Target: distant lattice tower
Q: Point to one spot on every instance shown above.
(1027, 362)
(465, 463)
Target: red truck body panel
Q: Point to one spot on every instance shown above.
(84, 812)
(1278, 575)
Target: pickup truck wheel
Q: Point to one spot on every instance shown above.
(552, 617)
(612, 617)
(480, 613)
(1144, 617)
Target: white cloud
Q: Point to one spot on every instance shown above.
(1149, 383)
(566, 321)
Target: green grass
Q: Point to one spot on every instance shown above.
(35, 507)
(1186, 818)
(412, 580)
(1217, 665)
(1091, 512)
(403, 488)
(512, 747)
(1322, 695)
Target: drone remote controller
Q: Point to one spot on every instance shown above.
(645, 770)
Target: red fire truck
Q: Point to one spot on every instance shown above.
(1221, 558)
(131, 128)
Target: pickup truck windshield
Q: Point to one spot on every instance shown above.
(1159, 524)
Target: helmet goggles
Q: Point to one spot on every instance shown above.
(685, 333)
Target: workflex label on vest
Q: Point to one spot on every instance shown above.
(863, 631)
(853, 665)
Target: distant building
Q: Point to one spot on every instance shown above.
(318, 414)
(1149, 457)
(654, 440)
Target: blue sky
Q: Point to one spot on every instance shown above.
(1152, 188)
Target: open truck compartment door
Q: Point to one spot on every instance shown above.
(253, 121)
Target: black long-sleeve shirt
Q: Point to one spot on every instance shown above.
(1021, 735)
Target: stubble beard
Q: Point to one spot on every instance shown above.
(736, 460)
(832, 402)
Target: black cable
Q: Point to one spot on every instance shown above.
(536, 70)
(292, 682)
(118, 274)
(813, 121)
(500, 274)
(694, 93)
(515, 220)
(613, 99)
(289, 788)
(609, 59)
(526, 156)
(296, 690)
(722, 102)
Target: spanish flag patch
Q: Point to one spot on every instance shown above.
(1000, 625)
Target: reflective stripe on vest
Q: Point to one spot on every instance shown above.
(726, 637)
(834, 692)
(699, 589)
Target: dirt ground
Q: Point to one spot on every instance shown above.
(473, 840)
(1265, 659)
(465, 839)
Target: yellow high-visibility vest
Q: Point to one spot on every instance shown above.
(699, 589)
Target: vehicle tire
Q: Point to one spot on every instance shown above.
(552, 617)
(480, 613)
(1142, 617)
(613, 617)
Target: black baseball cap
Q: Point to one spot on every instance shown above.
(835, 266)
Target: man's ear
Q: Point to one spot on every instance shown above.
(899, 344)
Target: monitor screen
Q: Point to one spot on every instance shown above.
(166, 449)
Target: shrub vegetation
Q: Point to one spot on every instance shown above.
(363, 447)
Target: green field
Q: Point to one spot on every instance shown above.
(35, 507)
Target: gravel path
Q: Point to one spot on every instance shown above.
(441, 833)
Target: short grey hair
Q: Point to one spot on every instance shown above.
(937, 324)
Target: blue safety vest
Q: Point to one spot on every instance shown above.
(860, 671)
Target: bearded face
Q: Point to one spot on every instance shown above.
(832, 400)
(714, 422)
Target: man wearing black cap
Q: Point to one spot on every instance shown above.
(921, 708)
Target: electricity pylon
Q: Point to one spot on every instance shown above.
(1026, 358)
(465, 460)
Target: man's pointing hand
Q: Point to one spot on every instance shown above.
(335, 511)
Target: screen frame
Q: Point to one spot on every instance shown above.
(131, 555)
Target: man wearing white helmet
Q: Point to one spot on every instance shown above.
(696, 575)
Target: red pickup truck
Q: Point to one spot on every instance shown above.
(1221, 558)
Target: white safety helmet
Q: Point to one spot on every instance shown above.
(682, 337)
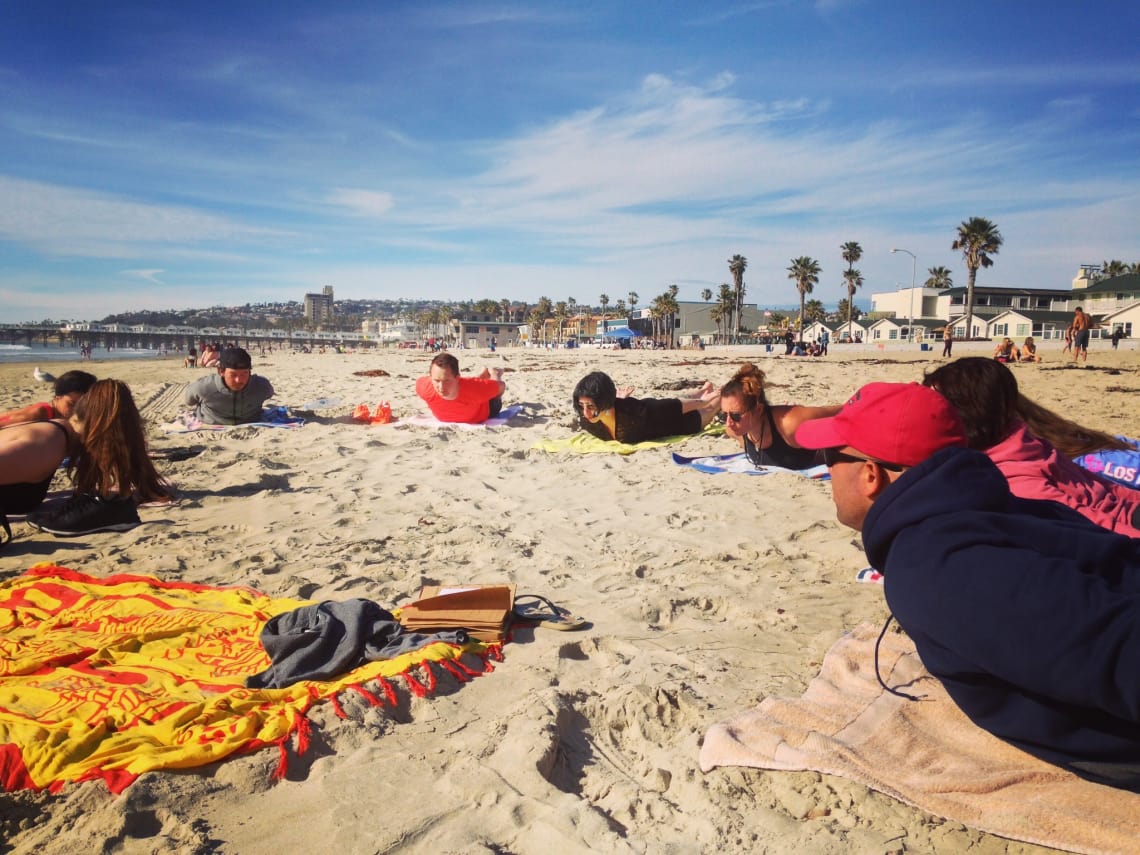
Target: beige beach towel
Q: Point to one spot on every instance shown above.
(927, 754)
***
Format every line of the material above as a JSON list of strings, one string per line, with blank lines and the pictures left out.

[
  "Target: distant lattice tower",
  "Q: Point to one spot on every instance shown above.",
  "(1027, 362)",
  "(465, 463)",
  "Target: red truck body panel",
  "Q: Point to one spot on every instance shown above.",
  "(84, 812)",
  "(1278, 575)",
  "Target: pickup truck wheel",
  "Q: Point to one spot on every instance shown above.",
  "(552, 617)",
  "(612, 617)",
  "(480, 613)",
  "(1144, 617)",
  "Target: white cloud",
  "Q: Point to one spot on every instance shown above.",
  "(1149, 383)",
  "(566, 321)",
  "Target: green grass",
  "Q: Point to one spot on every instance shown above.",
  "(35, 507)",
  "(1186, 818)",
  "(412, 580)",
  "(1217, 665)",
  "(1091, 512)",
  "(403, 488)",
  "(512, 747)",
  "(1322, 695)",
  "Target: drone remote controller",
  "Q: Point to one spot on every instance shown above.",
  "(645, 770)",
  "Target: red fire truck",
  "Q: Point to one spot on every instance shown above.",
  "(1221, 558)",
  "(131, 128)",
  "Target: pickup truck windshield",
  "Q: Point to one spot on every instance shown above.",
  "(1159, 524)",
  "Target: helmet goggles",
  "Q: Point to one spot on every instance shown above.",
  "(685, 333)",
  "Target: workflex label on vest",
  "Q: Point to one spot on every instance shown above.",
  "(863, 631)",
  "(853, 665)",
  "Target: distant building",
  "Q: Point to one spot on every instance shown above.",
  "(318, 414)",
  "(1149, 457)",
  "(654, 440)",
  "Target: blue sky",
  "Q: Point to one spot on every instance shown above.",
  "(1152, 188)",
  "Target: open truck compartment door",
  "Q: Point to one spot on every instance shown above.",
  "(253, 121)",
  "Target: black long-sleeve shirt",
  "Q: Point to one spot on every instance shown above.",
  "(1021, 735)",
  "Target: stubble beard",
  "Q: Point to one spot on every instance shown above.",
  "(736, 460)",
  "(832, 402)",
  "Target: black cable",
  "Q: Point to one spot on every instance shown above.",
  "(536, 70)",
  "(292, 682)",
  "(118, 274)",
  "(813, 121)",
  "(500, 274)",
  "(694, 93)",
  "(515, 220)",
  "(613, 99)",
  "(289, 788)",
  "(609, 59)",
  "(526, 156)",
  "(296, 690)",
  "(722, 102)",
  "Target: spanish flag patch",
  "Q: Point to one spot on every instance shown above.",
  "(1000, 625)",
  "Target: reflective stripe on vest",
  "Q: Point to one spot on every instance shown above.",
  "(726, 637)",
  "(834, 692)",
  "(699, 589)",
  "Target: dirt ground",
  "Q: Point to one spot on every instance shown above.",
  "(473, 840)",
  "(1265, 659)",
  "(465, 839)",
  "Target: yellow high-visibility vest",
  "Q: Point to one spot on every instance shown above.",
  "(699, 589)",
  "Target: vehicle tire",
  "Q: Point to one spot on every instance shown above.",
  "(552, 617)",
  "(480, 613)",
  "(1142, 617)",
  "(613, 617)",
  "Target: black baseball cap",
  "Q: Point to one spot on every instance shown above.",
  "(835, 266)",
  "Target: man's ear",
  "Q: Point to one spot on every instance shown above.",
  "(899, 344)",
  "Target: monitor screen",
  "Q: Point to one spot on every instance shown above.",
  "(166, 449)",
  "Target: shrub vegetation",
  "Q: Point to one spot on every instance shown above.",
  "(363, 447)",
  "Target: green field",
  "Q: Point to one spot on every instance shown above.",
  "(35, 507)",
  "Target: gravel path",
  "Q: Point to one spot on every instance shown above.",
  "(441, 833)",
  "Target: short grey hair",
  "Q: Point to one spot on every instance shown above.",
  "(937, 324)",
  "Target: blue safety vest",
  "Q: Point to one spot on every instance shown above.",
  "(860, 671)",
  "Target: bearded face",
  "Q: Point to one spot on every instance shown above.",
  "(832, 400)",
  "(714, 422)",
  "Target: man wearing black cap",
  "Q: Point to one spot on every instance shown above.",
  "(921, 708)",
  "Target: electricity pylon",
  "Q: Point to one spot on every instance shown above.",
  "(1026, 358)",
  "(465, 460)",
  "Target: man's pointing hand",
  "Q: Point to one spot on every instance shown above.",
  "(335, 511)",
  "Target: screen frame",
  "Q: Point to one spot on every instance shown above.",
  "(131, 555)",
  "Target: man wearing white helmet",
  "Q: Point to one spot on every instance shown above.",
  "(696, 575)",
  "Target: red pickup truck",
  "Q: Point to one spot on every instance shown above.",
  "(1221, 558)",
  "Target: white safety helmet",
  "Q: Point to one spot on every instance shown above.",
  "(682, 337)",
  "Target: beige beach towel",
  "Q: Point to one spot on every instance shown above.",
  "(927, 754)"
]